*Source data*.

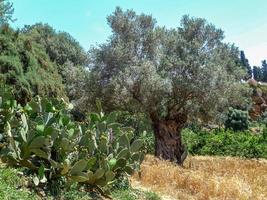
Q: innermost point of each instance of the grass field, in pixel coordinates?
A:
(204, 177)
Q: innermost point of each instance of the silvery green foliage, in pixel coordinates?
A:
(162, 71)
(6, 11)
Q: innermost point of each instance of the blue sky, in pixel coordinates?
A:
(243, 21)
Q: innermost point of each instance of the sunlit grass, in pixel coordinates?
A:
(205, 177)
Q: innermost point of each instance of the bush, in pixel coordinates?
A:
(237, 120)
(226, 143)
(43, 138)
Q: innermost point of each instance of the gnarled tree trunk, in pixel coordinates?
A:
(168, 139)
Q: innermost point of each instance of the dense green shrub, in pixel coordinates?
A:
(142, 128)
(25, 65)
(226, 143)
(238, 120)
(43, 138)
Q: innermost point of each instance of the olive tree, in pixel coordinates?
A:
(172, 75)
(6, 12)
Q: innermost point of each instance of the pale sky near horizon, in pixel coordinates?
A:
(244, 22)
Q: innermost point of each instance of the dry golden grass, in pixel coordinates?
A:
(205, 177)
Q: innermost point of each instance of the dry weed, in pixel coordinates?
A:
(205, 177)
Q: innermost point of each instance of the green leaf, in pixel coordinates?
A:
(78, 167)
(129, 170)
(99, 173)
(123, 153)
(40, 153)
(109, 176)
(91, 162)
(39, 142)
(40, 128)
(111, 118)
(36, 180)
(124, 141)
(136, 145)
(66, 167)
(112, 162)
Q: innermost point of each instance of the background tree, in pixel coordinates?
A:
(25, 66)
(257, 73)
(6, 12)
(172, 75)
(264, 71)
(245, 64)
(60, 46)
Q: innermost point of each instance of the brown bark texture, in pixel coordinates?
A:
(168, 140)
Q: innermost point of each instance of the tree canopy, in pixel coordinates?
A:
(164, 71)
(172, 75)
(25, 65)
(6, 12)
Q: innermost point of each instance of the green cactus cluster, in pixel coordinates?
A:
(42, 137)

*Required work*.
All that belongs in your answer is the stretch of entries above from the line with "Q: innermost point of each instance of the dense" through the line with "Q: innermost point of each instance of the green cactus", printed exactly.

*Answer space*.
Q: innermost point of each instance of the dense green shrub, in pixel coordinates?
A:
(142, 128)
(25, 65)
(226, 143)
(238, 120)
(43, 138)
Q: innermost point of each instance of the olive tree, in pixel coordinates?
A:
(172, 75)
(6, 12)
Q: innermost point of each instance of the pale sky near horizon, in pixel coordinates?
A:
(244, 22)
Q: innermost point of each instance of the dry golden grass, in pixel coordinates?
A:
(205, 177)
Q: innermost point of each instance of the dry weed, in pixel coordinates?
A:
(205, 177)
Q: innermost point of each instance of the green leaf, in pixel coordinates?
A:
(78, 167)
(129, 170)
(99, 173)
(123, 153)
(40, 153)
(109, 176)
(91, 162)
(39, 142)
(40, 128)
(111, 118)
(36, 180)
(124, 141)
(136, 145)
(66, 167)
(112, 162)
Q: innermost point of each instance of the background tree, in pixel coordinates?
A:
(25, 66)
(257, 73)
(6, 12)
(172, 75)
(264, 71)
(245, 64)
(60, 46)
Q: innermost point of each instance of the brown bark texture, in pixel coordinates?
A:
(168, 140)
Q: innermost point of each instance of the tree canopy, in pixel coordinates?
A:
(164, 71)
(172, 75)
(25, 65)
(6, 12)
Q: innermost point of each instance of the green cactus cluster, in pixel coordinates?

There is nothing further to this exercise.